***** TEXTE FOURNI

Les ballon-bombes japonais

En bombardant Tokyo le 18 avril 1942, Doolittle blessa cruellement l’amour propre japonais. Cherchant à venger cet affront, les Japonais imaginèrent de lâcher dans les airs des ballons libres destinés à traverser le Pacifique d’ouest en est. Ces ballons emporteraient un chargement de bombes incendiaires et explosives qu’un mécanisme spécial devait larguer sur les forêts, les fermes et les villes américaines. Les préparatifs durèrent deux ans. En six mois, de novembre 1944 à avril 1945, le Japon lâcha 9000 de ces aérostats.
Les nouveaux engins mesuraient 10 mètres de diamètre. Ils étaient prévus pour se maintenir entre 10 000 et 11 500 mètres, car à cette altitude les vents dominants soufflent vers l’Amérique à une vitesse de 150 à 300 kilomètres à l’heure. Bien que l’ennemi n’exerçât aucun contrôle sur ces ballons – même par radio – on estime qu’un millier environ atteignirent le continent américain. On en repéra de l’Alaska jusqu’au Mexique. Dans les régions Nord-Ouest des États-Unis et dans l’Ouest du Canada, on en trouva près de 200, plus ou moins intacts. Des débris provenant de 75 autres ballons furent ramassés en d’autres endroits ou repêchés au large des côtes du Pacifique. Enfin, une centaine au moins de ces engins explosèrent en l’air, si l’on en juge par les éclairs aperçus dans le ciel.
Pour la première fois, des projectiles indépendants franchissaient les mers. Par bonheur, les neiges hivernales couvraient les montagnes Rocheuses et écartèrent le risque des incendies de forêts. Si les Japonais avaient poursuivi l’attaque jusqu’au coeur de l’été de 1945, au moment où les vastes forêts de l’Ouest peuvent prendre feu comme de l’amadou, s’ils avaient maintenu le rythme de 100 ballons par jour atteint en mars 1945, et s’ils avaient remplacé par des centaines de petites bombes incendiaires les quelques grosses bombes que transportaient les engins – ou utilisé un procédé quelconque pour répandre des bactéries – ils auraient fait des ravages considérables.

**********

• D'APRÈS CES INFORMATIONS:
1. Selon le texte sur les ballons-bombes japonais, combien de ces aérostats le Japon lâcha-t-il de novembre 1944 à avril 1945 ?
2. Rédigez la suite du texte sur les ballons-bombes japonais à partir de sa dernière phrase.

***** DONNÉES FOURNIES

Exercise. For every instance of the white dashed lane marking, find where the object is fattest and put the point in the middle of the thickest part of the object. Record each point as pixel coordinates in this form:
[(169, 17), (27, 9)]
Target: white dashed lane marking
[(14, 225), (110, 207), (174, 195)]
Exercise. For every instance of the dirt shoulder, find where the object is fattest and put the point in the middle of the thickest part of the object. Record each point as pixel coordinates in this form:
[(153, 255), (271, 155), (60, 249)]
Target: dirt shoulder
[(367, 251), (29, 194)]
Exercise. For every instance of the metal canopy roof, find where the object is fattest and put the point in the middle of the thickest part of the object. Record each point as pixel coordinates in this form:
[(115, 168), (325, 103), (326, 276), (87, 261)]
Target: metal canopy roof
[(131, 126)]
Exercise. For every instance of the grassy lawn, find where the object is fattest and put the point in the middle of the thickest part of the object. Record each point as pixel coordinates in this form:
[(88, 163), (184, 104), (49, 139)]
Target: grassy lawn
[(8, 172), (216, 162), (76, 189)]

**********

• RÉPONSES PAR TÂCHE:
1. Le Japon en lâcha 9000.

2.
Chaque ballon coûtait 800 dollars environ. Le lest comprenait près de 30 sacs de sable de 3 kilos; si le ballons venait à descendre au-dessous de 10 000 mètres, un système de bascule solidaire d’un baromètre libérait un sac. Une autre commande automatique ouvrait une soupape pour laisser fuir un peu d’hydrogène quand l’aérostat dépassait 11 500 mètres. Chaque ballon transportait trois ou quatre bombes, dont au moins une incendiaire. Les autres étaient des bombes dite antipersonnel, pesant une quinzaine de kilos. Le dispositif de lâcher opérait après la chute de tout le lest; les Japonais pensaient qu’à ce moment le ballon devait survoler le continent américain. Un dernier mécanisme faisait exploser le ballon une fois sa mission accomplie. Ce mécanisme s’enraya sur 10 % au moins des ballons qui touchèrent le sol. C’est pourquoi on en récupéra plusieurs, pratiquement intacts.
Un ballon doté d’un émetteur de radio accompagnait chaque groupe d’aérostats chargés de bombes. Les signaux lancés permettaient de suivre leur formation à travers l’océan. Pour être sûrs que ces repères atteindraient l’Amérique, les Japonais fabriquaient leurs enveloppes en soie caoutchoutée. Ils jugeaient sans doute que l’hydrogène se diffuserait moins vite à travers ce tissu. Leur calcul se révéla faux. Seuls trois ballons de ce type atteignirent, en effet, les États-Unis.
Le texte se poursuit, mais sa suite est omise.